- **Exercise instructions**:
Every line holding the string "clicks" is to be copied from the entries below.

- **Data shown**:
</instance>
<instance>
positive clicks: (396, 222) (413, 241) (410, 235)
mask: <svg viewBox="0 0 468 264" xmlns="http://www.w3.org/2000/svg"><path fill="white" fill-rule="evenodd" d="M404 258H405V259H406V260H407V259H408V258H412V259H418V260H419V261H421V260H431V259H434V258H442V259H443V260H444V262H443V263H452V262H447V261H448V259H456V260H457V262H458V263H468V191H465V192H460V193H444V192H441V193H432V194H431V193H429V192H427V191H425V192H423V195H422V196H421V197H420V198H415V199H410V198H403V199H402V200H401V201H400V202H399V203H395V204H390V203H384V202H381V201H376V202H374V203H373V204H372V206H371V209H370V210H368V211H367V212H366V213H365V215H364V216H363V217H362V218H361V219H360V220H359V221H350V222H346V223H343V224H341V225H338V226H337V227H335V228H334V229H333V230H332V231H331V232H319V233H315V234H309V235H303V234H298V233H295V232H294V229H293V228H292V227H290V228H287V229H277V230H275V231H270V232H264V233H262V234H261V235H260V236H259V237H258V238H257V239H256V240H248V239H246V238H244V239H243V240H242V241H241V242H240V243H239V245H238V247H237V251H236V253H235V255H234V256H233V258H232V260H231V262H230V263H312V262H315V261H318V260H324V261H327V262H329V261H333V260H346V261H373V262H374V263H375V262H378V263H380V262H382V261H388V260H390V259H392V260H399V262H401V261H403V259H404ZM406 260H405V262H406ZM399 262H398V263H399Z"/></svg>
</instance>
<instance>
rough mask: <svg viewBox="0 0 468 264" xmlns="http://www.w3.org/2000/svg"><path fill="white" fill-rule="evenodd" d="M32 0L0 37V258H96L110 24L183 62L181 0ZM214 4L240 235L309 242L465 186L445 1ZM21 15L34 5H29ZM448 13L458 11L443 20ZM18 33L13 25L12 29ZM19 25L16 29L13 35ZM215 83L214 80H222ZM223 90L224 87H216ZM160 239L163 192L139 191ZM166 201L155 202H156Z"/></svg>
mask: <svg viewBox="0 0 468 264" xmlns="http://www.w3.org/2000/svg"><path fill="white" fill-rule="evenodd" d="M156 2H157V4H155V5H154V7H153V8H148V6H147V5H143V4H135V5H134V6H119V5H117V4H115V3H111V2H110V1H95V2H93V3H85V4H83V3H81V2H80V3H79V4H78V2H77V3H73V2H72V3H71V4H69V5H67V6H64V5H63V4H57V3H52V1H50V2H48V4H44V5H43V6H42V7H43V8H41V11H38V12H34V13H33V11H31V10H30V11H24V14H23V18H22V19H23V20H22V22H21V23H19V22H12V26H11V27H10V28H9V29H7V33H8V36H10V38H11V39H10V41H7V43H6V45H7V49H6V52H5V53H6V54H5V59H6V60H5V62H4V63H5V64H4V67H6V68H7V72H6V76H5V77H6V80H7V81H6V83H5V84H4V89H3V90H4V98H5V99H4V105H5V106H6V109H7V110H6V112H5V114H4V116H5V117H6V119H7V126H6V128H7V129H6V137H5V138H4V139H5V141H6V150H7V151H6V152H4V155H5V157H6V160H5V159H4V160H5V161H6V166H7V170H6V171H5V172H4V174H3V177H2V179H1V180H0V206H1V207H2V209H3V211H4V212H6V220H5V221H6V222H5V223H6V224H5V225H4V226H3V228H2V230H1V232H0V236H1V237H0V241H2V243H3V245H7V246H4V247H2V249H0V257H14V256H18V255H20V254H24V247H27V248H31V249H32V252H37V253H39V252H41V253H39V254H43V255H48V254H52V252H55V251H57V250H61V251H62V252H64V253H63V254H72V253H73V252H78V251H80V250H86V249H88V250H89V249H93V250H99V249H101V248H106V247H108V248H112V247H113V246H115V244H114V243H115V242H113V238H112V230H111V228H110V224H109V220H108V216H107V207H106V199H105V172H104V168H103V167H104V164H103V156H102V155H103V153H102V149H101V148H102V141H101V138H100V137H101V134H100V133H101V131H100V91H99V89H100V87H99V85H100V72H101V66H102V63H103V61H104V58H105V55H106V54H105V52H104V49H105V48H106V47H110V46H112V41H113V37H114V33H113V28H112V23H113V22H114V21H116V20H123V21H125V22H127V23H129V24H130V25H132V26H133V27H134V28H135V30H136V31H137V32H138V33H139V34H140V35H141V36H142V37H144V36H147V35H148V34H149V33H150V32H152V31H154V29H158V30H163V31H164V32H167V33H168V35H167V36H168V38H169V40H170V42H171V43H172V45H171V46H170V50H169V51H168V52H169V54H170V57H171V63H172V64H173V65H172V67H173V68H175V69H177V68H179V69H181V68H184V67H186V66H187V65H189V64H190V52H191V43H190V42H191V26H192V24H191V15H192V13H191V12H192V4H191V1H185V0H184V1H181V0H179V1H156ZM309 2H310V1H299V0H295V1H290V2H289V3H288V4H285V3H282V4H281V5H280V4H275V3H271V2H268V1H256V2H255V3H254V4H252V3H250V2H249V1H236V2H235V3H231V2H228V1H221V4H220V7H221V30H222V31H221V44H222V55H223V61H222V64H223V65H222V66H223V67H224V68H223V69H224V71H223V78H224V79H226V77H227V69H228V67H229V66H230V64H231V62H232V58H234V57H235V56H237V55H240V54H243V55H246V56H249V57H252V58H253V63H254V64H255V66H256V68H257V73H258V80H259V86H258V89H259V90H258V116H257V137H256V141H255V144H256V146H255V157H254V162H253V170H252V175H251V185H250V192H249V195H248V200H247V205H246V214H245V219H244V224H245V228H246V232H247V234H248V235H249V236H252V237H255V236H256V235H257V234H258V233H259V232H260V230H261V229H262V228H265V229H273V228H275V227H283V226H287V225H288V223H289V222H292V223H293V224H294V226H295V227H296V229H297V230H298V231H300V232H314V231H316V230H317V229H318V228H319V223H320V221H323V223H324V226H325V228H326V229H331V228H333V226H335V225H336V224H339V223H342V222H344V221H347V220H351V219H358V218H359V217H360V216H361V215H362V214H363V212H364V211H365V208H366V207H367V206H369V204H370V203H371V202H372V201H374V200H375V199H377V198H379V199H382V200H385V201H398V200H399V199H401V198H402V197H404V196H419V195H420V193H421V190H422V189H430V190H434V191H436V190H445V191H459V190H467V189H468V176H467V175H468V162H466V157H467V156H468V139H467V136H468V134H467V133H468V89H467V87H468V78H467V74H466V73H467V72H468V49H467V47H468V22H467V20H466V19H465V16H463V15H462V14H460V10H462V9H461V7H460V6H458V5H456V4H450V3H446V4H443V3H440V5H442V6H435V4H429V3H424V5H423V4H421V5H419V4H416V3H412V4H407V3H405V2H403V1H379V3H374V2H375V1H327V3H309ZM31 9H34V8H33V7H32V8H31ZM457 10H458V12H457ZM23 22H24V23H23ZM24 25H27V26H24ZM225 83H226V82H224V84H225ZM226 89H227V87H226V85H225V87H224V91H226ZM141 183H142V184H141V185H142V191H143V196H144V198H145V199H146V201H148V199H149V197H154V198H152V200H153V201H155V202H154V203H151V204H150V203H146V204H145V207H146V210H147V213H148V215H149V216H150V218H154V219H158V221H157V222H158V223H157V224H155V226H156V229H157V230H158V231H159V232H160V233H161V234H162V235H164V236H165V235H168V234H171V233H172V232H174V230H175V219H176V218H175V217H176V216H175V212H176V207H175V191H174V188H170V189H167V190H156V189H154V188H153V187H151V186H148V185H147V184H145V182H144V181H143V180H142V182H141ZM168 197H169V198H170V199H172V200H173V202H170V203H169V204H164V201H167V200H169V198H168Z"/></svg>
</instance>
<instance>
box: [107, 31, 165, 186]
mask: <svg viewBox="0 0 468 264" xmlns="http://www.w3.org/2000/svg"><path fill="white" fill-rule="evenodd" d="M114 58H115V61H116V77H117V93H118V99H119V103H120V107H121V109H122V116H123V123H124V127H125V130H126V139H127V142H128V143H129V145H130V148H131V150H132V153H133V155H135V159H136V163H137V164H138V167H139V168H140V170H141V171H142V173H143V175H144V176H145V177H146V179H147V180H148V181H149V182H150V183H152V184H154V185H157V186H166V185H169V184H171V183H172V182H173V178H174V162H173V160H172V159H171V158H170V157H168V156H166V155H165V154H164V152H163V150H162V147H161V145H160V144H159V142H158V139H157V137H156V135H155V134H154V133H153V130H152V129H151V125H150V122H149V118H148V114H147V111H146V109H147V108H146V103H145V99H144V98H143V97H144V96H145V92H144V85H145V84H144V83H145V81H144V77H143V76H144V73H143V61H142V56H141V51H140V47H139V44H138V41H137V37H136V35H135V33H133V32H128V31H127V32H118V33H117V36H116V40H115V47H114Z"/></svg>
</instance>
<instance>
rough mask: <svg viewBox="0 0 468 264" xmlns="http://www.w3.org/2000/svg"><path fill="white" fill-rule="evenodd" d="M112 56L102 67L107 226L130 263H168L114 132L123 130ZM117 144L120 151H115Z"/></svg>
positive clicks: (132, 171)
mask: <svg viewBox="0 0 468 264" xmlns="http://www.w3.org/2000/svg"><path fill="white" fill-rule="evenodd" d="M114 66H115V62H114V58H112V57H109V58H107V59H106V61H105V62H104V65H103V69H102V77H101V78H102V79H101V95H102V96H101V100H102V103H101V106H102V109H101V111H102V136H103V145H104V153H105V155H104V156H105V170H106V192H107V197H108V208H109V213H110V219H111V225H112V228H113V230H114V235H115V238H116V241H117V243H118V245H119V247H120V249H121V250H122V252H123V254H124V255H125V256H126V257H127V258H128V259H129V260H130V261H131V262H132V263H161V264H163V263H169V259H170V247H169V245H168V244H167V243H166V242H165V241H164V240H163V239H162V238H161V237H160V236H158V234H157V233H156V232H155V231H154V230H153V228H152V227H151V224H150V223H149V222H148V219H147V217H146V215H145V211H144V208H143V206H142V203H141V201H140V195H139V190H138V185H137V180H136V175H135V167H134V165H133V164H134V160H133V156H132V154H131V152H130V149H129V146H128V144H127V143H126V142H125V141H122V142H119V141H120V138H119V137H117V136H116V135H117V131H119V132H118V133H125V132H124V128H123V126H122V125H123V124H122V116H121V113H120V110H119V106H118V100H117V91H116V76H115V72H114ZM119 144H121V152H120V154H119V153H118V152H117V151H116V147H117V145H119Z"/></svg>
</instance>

- **Response to this exercise**:
positive clicks: (396, 222) (413, 241) (410, 235)
positive clicks: (132, 171)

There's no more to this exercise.